◆ Do this: Please copy out the data between the line containing "of the engine" and the line containing "<point>158,167</point>", inclusive, reproducing each line without any change.

◆ Supplied material:

↓↓↓

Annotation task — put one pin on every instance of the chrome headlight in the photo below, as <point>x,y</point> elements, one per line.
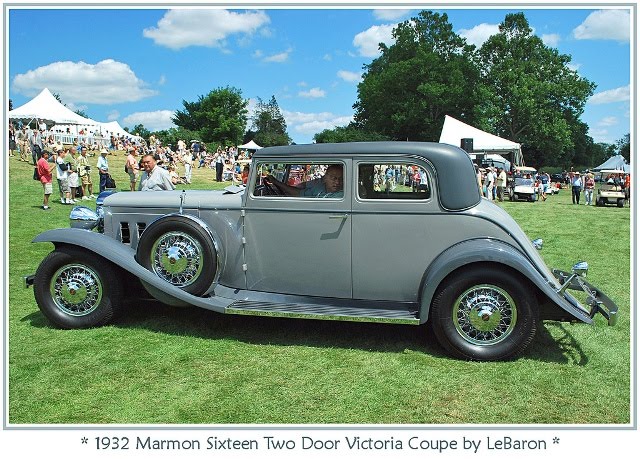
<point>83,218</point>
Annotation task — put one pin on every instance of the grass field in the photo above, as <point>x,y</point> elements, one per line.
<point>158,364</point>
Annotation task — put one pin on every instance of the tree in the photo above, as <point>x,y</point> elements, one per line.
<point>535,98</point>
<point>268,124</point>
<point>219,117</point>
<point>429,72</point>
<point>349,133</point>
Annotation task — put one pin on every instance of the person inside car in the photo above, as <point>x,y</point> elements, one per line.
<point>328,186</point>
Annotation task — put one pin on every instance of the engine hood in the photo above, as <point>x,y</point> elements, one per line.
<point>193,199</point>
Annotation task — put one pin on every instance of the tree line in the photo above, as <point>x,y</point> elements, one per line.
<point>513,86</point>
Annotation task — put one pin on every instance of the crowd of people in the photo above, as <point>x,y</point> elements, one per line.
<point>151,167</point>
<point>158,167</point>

↑↑↑
↓↓↓

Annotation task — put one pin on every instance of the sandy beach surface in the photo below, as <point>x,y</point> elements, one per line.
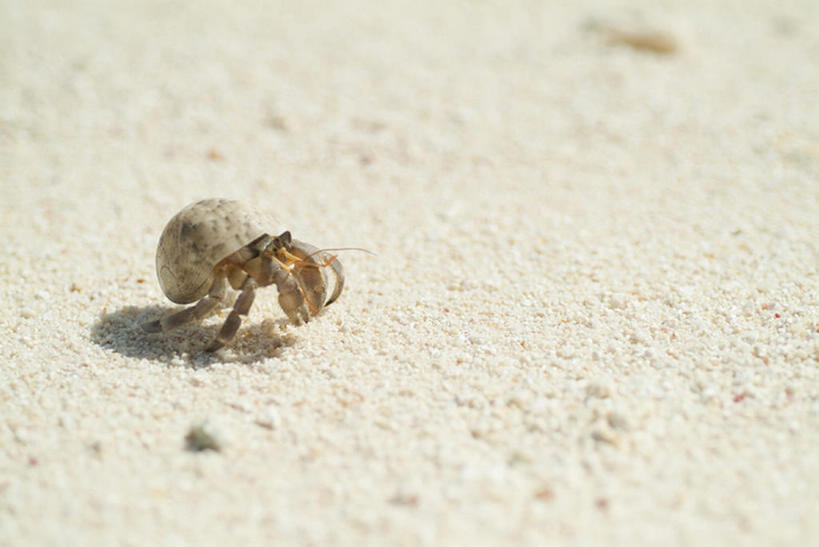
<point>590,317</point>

↑↑↑

◆ Final result:
Annotation task — put one pin on every instance of the engine hood in the photo above, as <point>x,y</point> elements, one per line.
<point>193,199</point>
Annotation task — put one pin on every instance of the tree line in the photo above, as <point>x,y</point> elements, one per line.
<point>513,86</point>
Annotation task — put one pin on every instance of the crowd of people in the photo above, as <point>x,y</point> elements, one per line.
<point>151,167</point>
<point>158,167</point>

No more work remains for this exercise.